Natural language region descriptions:
--------

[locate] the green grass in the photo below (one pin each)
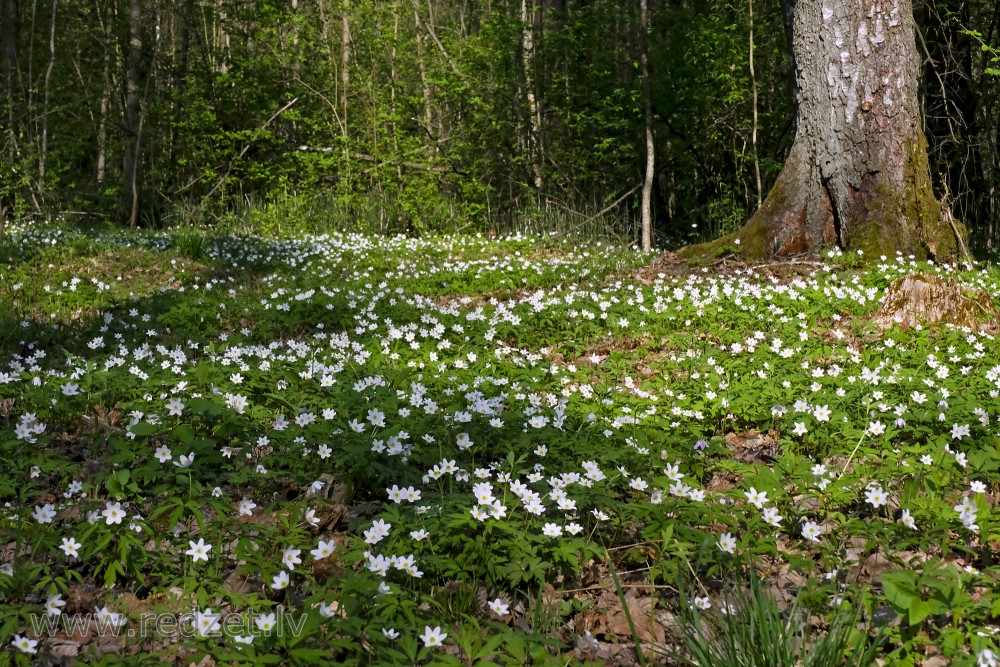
(511, 424)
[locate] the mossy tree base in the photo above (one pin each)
(857, 176)
(919, 298)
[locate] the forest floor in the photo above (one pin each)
(459, 451)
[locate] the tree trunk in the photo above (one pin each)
(132, 102)
(8, 53)
(106, 87)
(44, 147)
(345, 80)
(857, 175)
(534, 114)
(647, 183)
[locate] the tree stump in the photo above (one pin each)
(926, 299)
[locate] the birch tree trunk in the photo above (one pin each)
(534, 115)
(647, 104)
(46, 87)
(857, 175)
(132, 102)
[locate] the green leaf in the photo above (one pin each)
(143, 429)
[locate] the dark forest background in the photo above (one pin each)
(442, 115)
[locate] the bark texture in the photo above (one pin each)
(927, 299)
(857, 175)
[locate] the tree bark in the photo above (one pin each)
(534, 113)
(647, 104)
(857, 175)
(132, 103)
(43, 150)
(8, 53)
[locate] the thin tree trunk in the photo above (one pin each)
(44, 148)
(345, 80)
(534, 115)
(647, 104)
(107, 86)
(132, 104)
(753, 84)
(857, 175)
(425, 88)
(8, 53)
(180, 77)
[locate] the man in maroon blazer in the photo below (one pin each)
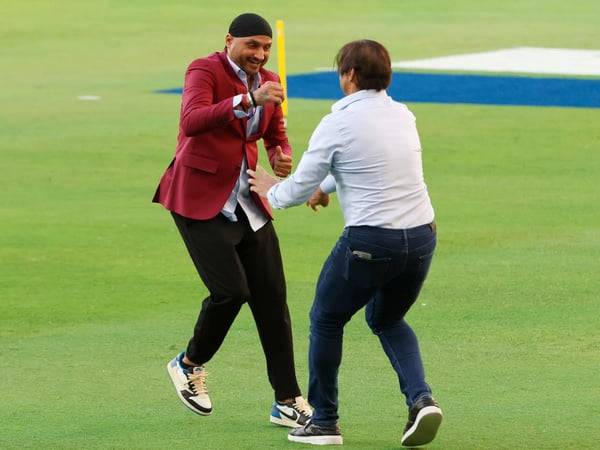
(230, 102)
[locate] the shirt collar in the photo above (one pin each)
(243, 75)
(357, 96)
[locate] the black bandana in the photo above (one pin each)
(250, 24)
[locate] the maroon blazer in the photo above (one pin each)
(212, 141)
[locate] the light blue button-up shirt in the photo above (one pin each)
(370, 146)
(241, 191)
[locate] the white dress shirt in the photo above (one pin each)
(370, 146)
(241, 191)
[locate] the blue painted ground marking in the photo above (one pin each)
(444, 88)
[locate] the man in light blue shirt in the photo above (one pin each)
(368, 150)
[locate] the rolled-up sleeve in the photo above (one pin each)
(312, 169)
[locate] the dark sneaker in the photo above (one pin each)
(295, 413)
(190, 385)
(424, 419)
(317, 435)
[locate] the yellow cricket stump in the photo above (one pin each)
(281, 64)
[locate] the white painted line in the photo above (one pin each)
(558, 61)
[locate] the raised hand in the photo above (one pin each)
(260, 181)
(271, 91)
(319, 198)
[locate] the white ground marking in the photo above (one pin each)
(521, 59)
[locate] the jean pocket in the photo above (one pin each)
(363, 270)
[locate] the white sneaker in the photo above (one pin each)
(293, 414)
(190, 385)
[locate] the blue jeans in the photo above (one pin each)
(383, 269)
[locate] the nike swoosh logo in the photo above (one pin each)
(294, 416)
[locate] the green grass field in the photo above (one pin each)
(97, 292)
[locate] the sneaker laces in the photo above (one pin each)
(300, 404)
(197, 381)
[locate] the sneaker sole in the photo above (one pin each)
(284, 422)
(182, 398)
(424, 429)
(317, 440)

--------

Task item: Make a word-for-word copy of the entries, without any pictures.

Exercise output:
[locate] the green grass in the photo below (one pin each)
(511, 424)
[locate] the mossy tree base in the photo above (one pin each)
(857, 176)
(919, 298)
[locate] the forest floor in the photo above (one pin each)
(459, 451)
[locate] the tree trunk in the photo above (one pin each)
(132, 102)
(8, 53)
(106, 87)
(44, 147)
(345, 80)
(857, 175)
(534, 114)
(647, 183)
[locate] the tree stump in the photo above (one pin each)
(926, 299)
[locate] the birch tree trunk in the photo above (one pin each)
(534, 115)
(647, 104)
(46, 87)
(857, 175)
(132, 102)
[locate] the green leaf in the photo above (one pin each)
(143, 429)
[locate] the dark forest background in the photo above (one pin each)
(442, 115)
[locate] the bark texture in the photo above (one pin each)
(927, 299)
(857, 175)
[locate] the tree bark in the photo above (one pin each)
(534, 113)
(647, 104)
(857, 175)
(132, 103)
(43, 150)
(8, 53)
[locate] the thin tree trunk in the photo above (one pin each)
(44, 148)
(345, 80)
(534, 115)
(647, 104)
(107, 86)
(132, 104)
(753, 84)
(857, 175)
(425, 88)
(8, 53)
(180, 77)
[locate] the man in maroon blazer in the photo below (one pin each)
(230, 102)
[locate] the shirt collar in the photo above (one pin each)
(243, 75)
(357, 96)
[locate] the black bandana in the photo above (one pin each)
(250, 24)
[locate] the maroon blazer in the photo above (one pin each)
(212, 141)
[locate] the light blue button-up shirt in the photo above (one pin each)
(370, 146)
(241, 191)
[locate] the white dress shirt in the photo above (one pin each)
(370, 146)
(241, 191)
[locate] the blue painted ground marking in the photo above (one pin each)
(444, 88)
[locate] the man in light blue shirt in the photo above (one pin each)
(368, 150)
[locate] the rolled-up sleeve in the photo above (one pin each)
(312, 169)
[locate] the dark sneaker in the photo above (one pin each)
(295, 413)
(190, 385)
(424, 419)
(317, 435)
[locate] the yellow cricket stump in the photo above (one pin each)
(281, 64)
[locate] the white painted line in the photo above (one pin each)
(558, 61)
[locate] the raised hand in the photo above (one pin each)
(260, 181)
(271, 91)
(319, 198)
[locate] the white ground marking in the photo above (one pin each)
(521, 59)
[locate] the jean pocket in the photo above (one pin each)
(363, 270)
[locate] the white sneaker in the photo above (one pin each)
(293, 414)
(190, 385)
[locate] the blue jeans in the photo above (one pin each)
(383, 269)
[locate] the nike swoosh logo in the photo above (one pin each)
(294, 416)
[locate] the green grass field in the photo above (one pin each)
(97, 292)
[locate] the sneaker laces in the photo above (one pin each)
(300, 404)
(197, 381)
[locate] the sneaker sole in the photo above (one pin each)
(284, 422)
(182, 398)
(424, 429)
(317, 440)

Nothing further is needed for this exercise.